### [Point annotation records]

= = = = =

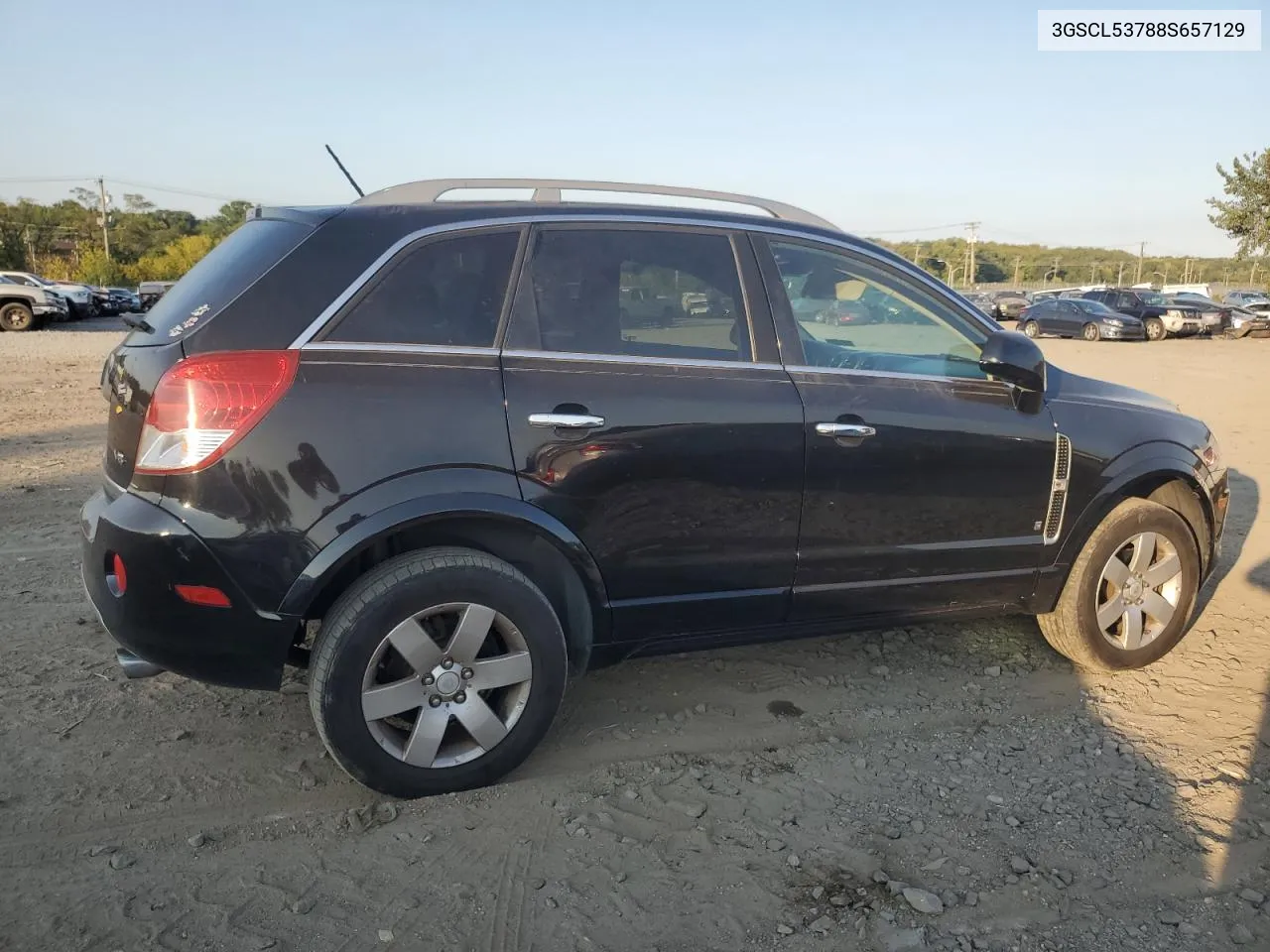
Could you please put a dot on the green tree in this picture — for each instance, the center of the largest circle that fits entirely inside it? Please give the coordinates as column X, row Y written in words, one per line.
column 1245, row 213
column 226, row 220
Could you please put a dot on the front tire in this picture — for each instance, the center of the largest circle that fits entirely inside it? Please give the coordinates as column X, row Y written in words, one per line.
column 437, row 671
column 17, row 316
column 1129, row 595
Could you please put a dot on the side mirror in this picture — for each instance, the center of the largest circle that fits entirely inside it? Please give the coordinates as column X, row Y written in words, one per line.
column 1014, row 358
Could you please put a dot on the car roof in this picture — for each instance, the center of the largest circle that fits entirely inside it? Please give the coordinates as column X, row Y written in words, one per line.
column 445, row 212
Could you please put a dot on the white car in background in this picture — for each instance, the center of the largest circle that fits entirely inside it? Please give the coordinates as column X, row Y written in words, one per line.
column 77, row 296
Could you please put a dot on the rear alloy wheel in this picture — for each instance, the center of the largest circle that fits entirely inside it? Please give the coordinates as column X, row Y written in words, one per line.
column 1130, row 593
column 440, row 670
column 17, row 317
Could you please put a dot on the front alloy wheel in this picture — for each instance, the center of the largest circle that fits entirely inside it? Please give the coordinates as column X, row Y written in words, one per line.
column 1129, row 595
column 1139, row 590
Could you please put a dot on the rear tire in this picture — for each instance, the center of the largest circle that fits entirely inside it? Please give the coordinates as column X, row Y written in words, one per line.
column 1074, row 627
column 431, row 606
column 16, row 317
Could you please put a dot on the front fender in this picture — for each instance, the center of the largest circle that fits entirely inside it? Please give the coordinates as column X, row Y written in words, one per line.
column 1134, row 472
column 359, row 535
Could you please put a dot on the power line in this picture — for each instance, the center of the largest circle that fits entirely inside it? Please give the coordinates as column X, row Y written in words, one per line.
column 906, row 231
column 64, row 178
column 176, row 190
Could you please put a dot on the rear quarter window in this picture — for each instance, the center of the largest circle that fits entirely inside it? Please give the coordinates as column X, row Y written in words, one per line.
column 226, row 272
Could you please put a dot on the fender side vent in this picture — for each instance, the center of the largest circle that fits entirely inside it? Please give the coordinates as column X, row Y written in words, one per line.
column 1058, row 490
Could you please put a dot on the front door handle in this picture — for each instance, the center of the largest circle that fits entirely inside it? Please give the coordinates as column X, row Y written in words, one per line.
column 844, row 430
column 567, row 421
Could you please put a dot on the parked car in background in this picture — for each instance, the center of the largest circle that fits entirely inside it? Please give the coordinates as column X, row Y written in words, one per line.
column 724, row 481
column 125, row 301
column 102, row 301
column 27, row 307
column 983, row 301
column 150, row 293
column 1215, row 317
column 642, row 306
column 79, row 298
column 1254, row 301
column 1079, row 317
column 1006, row 304
column 1202, row 290
column 1160, row 315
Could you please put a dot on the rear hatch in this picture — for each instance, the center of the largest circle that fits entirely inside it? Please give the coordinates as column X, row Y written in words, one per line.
column 135, row 367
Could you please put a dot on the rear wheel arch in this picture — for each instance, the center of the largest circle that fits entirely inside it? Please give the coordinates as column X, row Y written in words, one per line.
column 1171, row 485
column 574, row 592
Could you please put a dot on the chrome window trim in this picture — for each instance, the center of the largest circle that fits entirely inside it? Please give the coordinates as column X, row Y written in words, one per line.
column 367, row 347
column 844, row 243
column 898, row 375
column 572, row 357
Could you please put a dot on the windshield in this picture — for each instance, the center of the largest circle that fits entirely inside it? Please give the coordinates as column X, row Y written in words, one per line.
column 1091, row 306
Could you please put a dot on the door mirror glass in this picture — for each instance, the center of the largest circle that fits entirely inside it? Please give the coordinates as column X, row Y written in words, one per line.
column 1016, row 359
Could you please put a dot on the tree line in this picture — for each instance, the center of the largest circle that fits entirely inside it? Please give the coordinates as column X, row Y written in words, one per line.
column 64, row 240
column 998, row 263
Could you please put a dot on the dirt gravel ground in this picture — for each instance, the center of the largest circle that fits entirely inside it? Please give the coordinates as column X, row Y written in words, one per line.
column 948, row 787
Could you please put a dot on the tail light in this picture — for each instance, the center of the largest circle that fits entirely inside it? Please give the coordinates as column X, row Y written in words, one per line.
column 206, row 404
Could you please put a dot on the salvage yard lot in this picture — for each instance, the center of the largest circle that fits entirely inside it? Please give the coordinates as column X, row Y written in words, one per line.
column 953, row 785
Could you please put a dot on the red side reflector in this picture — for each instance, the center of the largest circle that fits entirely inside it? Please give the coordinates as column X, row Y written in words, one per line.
column 203, row 595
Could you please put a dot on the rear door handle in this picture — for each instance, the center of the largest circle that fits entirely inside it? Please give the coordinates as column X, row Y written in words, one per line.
column 567, row 421
column 844, row 430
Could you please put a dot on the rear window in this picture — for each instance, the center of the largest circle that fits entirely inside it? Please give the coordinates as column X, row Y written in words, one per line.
column 231, row 268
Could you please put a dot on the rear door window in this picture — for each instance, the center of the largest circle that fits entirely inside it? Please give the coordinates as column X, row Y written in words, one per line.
column 444, row 293
column 226, row 272
column 662, row 294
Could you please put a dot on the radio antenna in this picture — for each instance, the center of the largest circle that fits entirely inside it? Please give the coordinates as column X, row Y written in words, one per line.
column 350, row 180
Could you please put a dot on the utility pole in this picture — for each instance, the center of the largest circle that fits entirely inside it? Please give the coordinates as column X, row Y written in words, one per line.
column 973, row 227
column 105, row 230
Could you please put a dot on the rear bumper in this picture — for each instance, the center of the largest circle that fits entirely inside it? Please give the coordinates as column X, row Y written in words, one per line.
column 236, row 647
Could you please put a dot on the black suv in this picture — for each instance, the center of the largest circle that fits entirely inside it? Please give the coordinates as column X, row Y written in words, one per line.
column 413, row 443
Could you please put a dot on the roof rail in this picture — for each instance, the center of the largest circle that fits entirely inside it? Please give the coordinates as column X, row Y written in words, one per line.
column 548, row 190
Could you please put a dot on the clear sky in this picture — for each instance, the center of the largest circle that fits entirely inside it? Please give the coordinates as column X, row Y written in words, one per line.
column 883, row 117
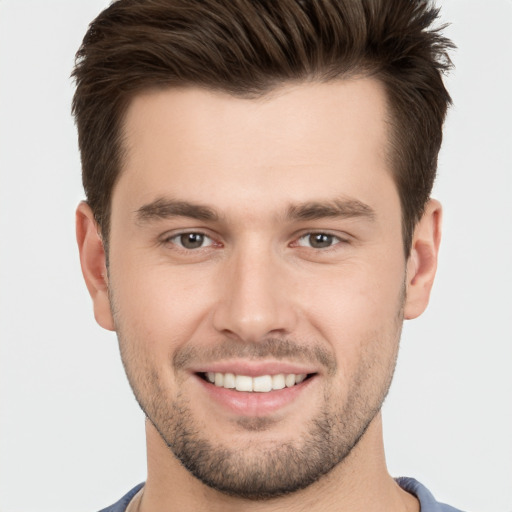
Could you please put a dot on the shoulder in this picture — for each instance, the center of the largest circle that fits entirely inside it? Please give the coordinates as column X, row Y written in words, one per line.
column 427, row 501
column 121, row 505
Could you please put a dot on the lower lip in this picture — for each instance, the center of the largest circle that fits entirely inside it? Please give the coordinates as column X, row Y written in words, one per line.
column 254, row 403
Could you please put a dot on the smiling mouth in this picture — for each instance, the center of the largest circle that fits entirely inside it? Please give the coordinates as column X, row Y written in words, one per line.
column 258, row 384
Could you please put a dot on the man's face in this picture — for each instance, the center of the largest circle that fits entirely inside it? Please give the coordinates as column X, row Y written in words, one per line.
column 258, row 243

= = = = =

### [Task to complete]
Rewrite every one of the records above, swapping "put a dot on" for "mark" and keeping everything else as it is. Leave the pictures out.

### [Finished exercise]
Could you please mark the green tree in this picture — for each instance, the center of the largest circle that fits entirely inside it? Please give the coordinates as column X, row Y written in words, one per line.
column 1245, row 213
column 226, row 220
Could you please mark the front tire in this picture — for each instance, the center of the largest circle that fits entirely inside it? Please give the coordinates as column X, row Y written in words, one per line.
column 437, row 671
column 17, row 316
column 1129, row 595
Could you please mark the side mirror in this picture — for each instance, the center of the largest circle that fits entirely inside it? Please give the coordinates as column X, row Y written in words, one per line.
column 1014, row 358
Could you please mark the car roof in this picture — for each instance, the center of the largest circle that fits entirely inside it? Please give the coordinates as column X, row Y written in words, one per line.
column 445, row 212
Could you please mark the white car in background in this picture — for each instance, the center of the largest circle that fits entirely inside it? Please give the coordinates as column X, row Y written in words, one per line.
column 77, row 296
Could you please mark the rear alloy wheel in this picture — for each instance, the center of the largest circle that fits entirely inside it? Please give the coordinates as column X, row Y written in words, one per line.
column 1130, row 593
column 440, row 670
column 17, row 317
Could you please mark the front alloy wheel in this picture — for each instance, the center of the largest circle that fits entirely inside it? Please give the coordinates as column X, row Y written in words, one per line.
column 1129, row 595
column 1139, row 590
Could you please mark the rear tire in this picture — for each instance, the center of the largest circle that fits entirely inside it? Please give the coordinates as column X, row Y written in words, one per line.
column 1074, row 627
column 431, row 606
column 16, row 317
Could you please mark the front fender in this picture — for each instance, the center of the largest circle that fits entirely inside it? Please give the coordinates as column X, row Y written in words, one per line.
column 1134, row 472
column 359, row 535
Could you please mark the power line in this picture — for each instance, the center of the largest circle that fits entirely inside it? Please give the coordinates as column X, row Y written in words, one per line.
column 906, row 231
column 64, row 178
column 176, row 190
Could you please mark the rear quarter window in this picture — for each instance, the center of the largest circle that fits entirely inside it? Please give the coordinates as column X, row Y written in words, one per line.
column 226, row 272
Could you please mark the fender side vent in this picture — for each instance, the center of the largest circle that fits entirely inside it? Please give the coordinates as column X, row Y written in words, one per line.
column 1058, row 490
Could you please mark the front door handle in this picture — for each instance, the center of the largest circle that fits entirely inside it? Please give the coordinates as column X, row Y written in words, one per line.
column 844, row 430
column 567, row 421
Could you please mark the parked car in background in this picture — for each instance, the center of the largest circle that fits entirely inside it? Please give the coordinates as column X, row Y written in words, one per line.
column 724, row 481
column 125, row 301
column 102, row 301
column 27, row 307
column 983, row 301
column 150, row 293
column 1215, row 317
column 642, row 306
column 79, row 298
column 1254, row 301
column 1079, row 317
column 1006, row 304
column 1202, row 290
column 1160, row 315
Could you please mark the rear hatch in this picture — for each instance, the center of the largest circle that fits entirely inside it? Please give the coordinates as column X, row Y written in words, one per line.
column 135, row 367
Could you please mark the rear wheel arch in this picture — for each instance, the center of the largest circle that fits entirely inside it? Please give the coordinates as column X, row Y written in words, one per line.
column 1171, row 485
column 574, row 592
Could you please mark the chrome window trim in this picture — for each instance, the center of the largest circle that fits entirely inside it? Please give the coordinates as column X, row Y written in words, one per line.
column 367, row 347
column 844, row 243
column 898, row 375
column 572, row 357
Could you please mark the windshield in this picture — for each instance, the center of the largest circle that fits entirely inside it? Please give the coordinates as column X, row Y written in words, one per line.
column 1091, row 306
Could you please mark the door mirror glass in this picture — for each instance, the center of the largest circle that fits entirely inside it? Please give the coordinates as column X, row Y written in words, one per line.
column 1016, row 359
Could you please mark the tree line in this picture — for each instance, the center of the largest circle that fits entirely inside it? Please give the coordinates as column X, row Y written in words, one per line.
column 64, row 240
column 998, row 263
Could you please mark the dirt gravel ground in this picture — for each instance, the center of the largest circle that fits entirely inside it? Please give the coordinates as column X, row Y written in words, one per line.
column 948, row 787
Could you please mark the tail light in this picture — for each instance, the center of the largest circle that fits entirely inside it? Please give the coordinates as column X, row Y written in words, one per line.
column 206, row 404
Could you please mark the salvage yard lot in this picture — for each instance, the center of the largest circle that fits entirely inside it? Please give the coordinates as column X, row Y written in words, one per line.
column 953, row 785
Could you please mark the red side reflector in this picture — for each instance, the center of the largest circle that fits entirely inside it? Please give the coordinates as column X, row Y written in words, one per line.
column 203, row 595
Could you please mark the rear door handle in this picture — for each instance, the center of the largest circle that fits entirely inside it? Please give the coordinates as column X, row Y written in words, one per line.
column 567, row 421
column 844, row 430
Could you please mark the rear window in this picture — for each instance, the center of the largest circle that fits entirely inside it? Please give the coordinates as column X, row Y written in words, one per line.
column 231, row 268
Could you please mark the rear door window in this picture — for each instance, the center of the largest circle that fits entirely inside it? Please give the coordinates as column X, row Y written in words, one per line.
column 444, row 293
column 226, row 272
column 662, row 294
Could you please mark the radio antenna in this picture — for each instance, the center of the largest circle that fits entirely inside it? Please give the coordinates as column X, row Y written in words, one per line.
column 350, row 180
Could you please mark the utility pole in this picture — for each instance, the center of the largest circle that fits entirely inside it? Please give the coordinates as column X, row Y written in words, one per line.
column 973, row 227
column 105, row 230
Could you please mark the rear bumper in this picture — for each instance, the center of the largest circle that fits entirely inside it? Please give the coordinates as column X, row Y written in words, one per line.
column 236, row 647
Could you please mark the black suv in this picture — for each instance, the center of the largest circle that fits entirely inside it? Please give the coordinates as column X, row Y written in words, one per line.
column 413, row 443
Could you please mark the roof rail in this picture — for each instance, the center of the largest circle that fits entirely inside it? Please give the coordinates as column X, row Y written in words, one per line.
column 548, row 190
Could you please mark the clear sky in this picture — for each instance, the center of the largest circle that fits entirely inside it? Please give the coordinates as column X, row Y written in words, one per line.
column 883, row 117
Could you please mark the shoulder in this picture — for each instance, the center of the largest circle that fits entirely inside it? Please give the coordinates as column X, row Y written in words, one per line.
column 427, row 501
column 121, row 505
Could you please mark the lower lip in this picture — for each instance, the center of the largest circle that fits entirely inside it? Please give the coordinates as column X, row Y written in words, one per line.
column 254, row 403
Could you please mark the smiling mouth in this picture — for each instance, the center of the largest circle that fits entirely inside it? Please give the coordinates as column X, row Y written in words, one per line.
column 258, row 384
Could you please mark the man's face in this picture — for each instance, the center of the largest circle that fits entirely inside it? Please give the coordinates as column X, row Y written in words, one per line.
column 258, row 243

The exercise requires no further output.